__Challenge 1__. List every module that the client code in the Triton forum thread below imports.
***** Page extract
Client file for making inference requests (client.py)

import numpy as np
from tritonclient.utils import *
import tritonclient.http as httpclient

def main():
    client = httpclient.InferenceServerClient(url="localhost:8000")
    img = np.ones((1, 3, 473, 473), dtype=np.float32)
    img_input = httpclient.InferInput("img", img.shape,
                                       np_to_triton_dtype(img.dtype))
    img_input.set_data_from_numpy(img)

    out = httpclient.InferRequestedOutput("out")

    response = client.infer(model_name="pipeline",
                            inputs=[img_input],
                            outputs=[out])

    image = response.as_numpy("out")
    print(image)

if __name__ == "__main__":
    main()

Screenshot of the conv_single_batch.onnx model in Netron image

Screenshot of the conv_dynamic_batch.onnx model in Netron image

jackylu0124 commented 1 year ago

Another related question I have is that what should be the correct shapes to use for ONNX models that take in a fixed input shape with batch size of 1 (e.g. the input shape of 1x3x473x473 in the conv_single_batch.onnx model discussed above). Is the model configuration file I pasted above for that single batch model correct? My configuration file was made based on my understanding of the following paragraph in the documentation site (https://docs.nvidia.com/deeplearning/triton-inference-server/user-guide/docs/user_guide/model_configuration.html).

_"Input and output shapes are specified by a combination of max_batch_size and the dimensions specified by the input or output dims property. For models with max_batch_size greater-than 0, the full shape is formed as [ -1 ] + dims. For models with max_batchsize equal to 0, the full shape is formed as dims. For example, for the following configuration the shape of “input0” is [ -1, 16 ] and the shape of “output0” is [ -1, 4 ]."

Tabrizian commented 1 year ago

Hi @jackylu0124, is the all zero output that you are observing only happen when the ONNX model is invoked using BLS or it also happens when you send requests to this model individually?
**********
***** Data records
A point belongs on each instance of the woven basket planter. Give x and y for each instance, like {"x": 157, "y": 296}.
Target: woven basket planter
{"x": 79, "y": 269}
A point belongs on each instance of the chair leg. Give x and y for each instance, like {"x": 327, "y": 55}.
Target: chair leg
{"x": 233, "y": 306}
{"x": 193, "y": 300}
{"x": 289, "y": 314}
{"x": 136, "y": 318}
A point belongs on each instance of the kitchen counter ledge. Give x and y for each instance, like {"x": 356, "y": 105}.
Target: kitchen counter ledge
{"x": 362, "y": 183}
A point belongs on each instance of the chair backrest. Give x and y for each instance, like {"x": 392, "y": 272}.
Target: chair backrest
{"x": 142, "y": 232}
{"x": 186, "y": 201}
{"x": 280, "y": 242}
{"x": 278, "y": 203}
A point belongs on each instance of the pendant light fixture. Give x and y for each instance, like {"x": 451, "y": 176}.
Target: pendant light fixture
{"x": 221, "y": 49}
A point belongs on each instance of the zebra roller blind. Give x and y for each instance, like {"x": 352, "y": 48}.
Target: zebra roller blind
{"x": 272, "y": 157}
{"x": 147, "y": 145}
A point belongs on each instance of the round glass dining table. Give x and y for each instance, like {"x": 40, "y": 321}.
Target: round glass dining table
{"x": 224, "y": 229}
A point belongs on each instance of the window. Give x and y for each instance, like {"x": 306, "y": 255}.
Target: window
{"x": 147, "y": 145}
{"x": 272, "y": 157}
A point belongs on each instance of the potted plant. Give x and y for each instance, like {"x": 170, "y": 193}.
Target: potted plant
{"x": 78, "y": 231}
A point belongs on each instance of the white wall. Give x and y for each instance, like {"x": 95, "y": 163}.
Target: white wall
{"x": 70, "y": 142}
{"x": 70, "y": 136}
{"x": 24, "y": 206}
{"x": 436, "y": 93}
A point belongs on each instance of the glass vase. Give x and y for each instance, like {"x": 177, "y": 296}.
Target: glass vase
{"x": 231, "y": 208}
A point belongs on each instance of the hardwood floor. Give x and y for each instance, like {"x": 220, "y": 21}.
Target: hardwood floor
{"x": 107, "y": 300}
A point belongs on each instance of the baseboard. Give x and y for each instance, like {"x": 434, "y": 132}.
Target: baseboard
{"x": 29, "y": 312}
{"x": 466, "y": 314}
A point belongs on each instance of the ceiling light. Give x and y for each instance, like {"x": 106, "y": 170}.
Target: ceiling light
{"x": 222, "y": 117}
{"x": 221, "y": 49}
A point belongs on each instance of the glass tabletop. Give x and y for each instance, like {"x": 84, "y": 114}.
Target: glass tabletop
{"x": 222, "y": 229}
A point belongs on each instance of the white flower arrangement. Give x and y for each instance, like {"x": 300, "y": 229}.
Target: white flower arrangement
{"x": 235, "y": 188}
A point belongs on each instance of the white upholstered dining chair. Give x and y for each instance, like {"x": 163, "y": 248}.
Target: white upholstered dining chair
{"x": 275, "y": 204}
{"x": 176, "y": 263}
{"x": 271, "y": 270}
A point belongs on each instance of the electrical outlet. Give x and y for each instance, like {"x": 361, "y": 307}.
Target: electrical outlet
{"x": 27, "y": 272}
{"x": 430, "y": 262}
**********
__Challenge 2__. Pull out each line of the records that contains the string "basket". Case counts.

__Final result 1__.
numpy
tritonclient.utils
tritonclient.http

__Final result 2__.
A point belongs on each instance of the woven basket planter. Give x and y for each instance, like {"x": 157, "y": 296}.
Target: woven basket planter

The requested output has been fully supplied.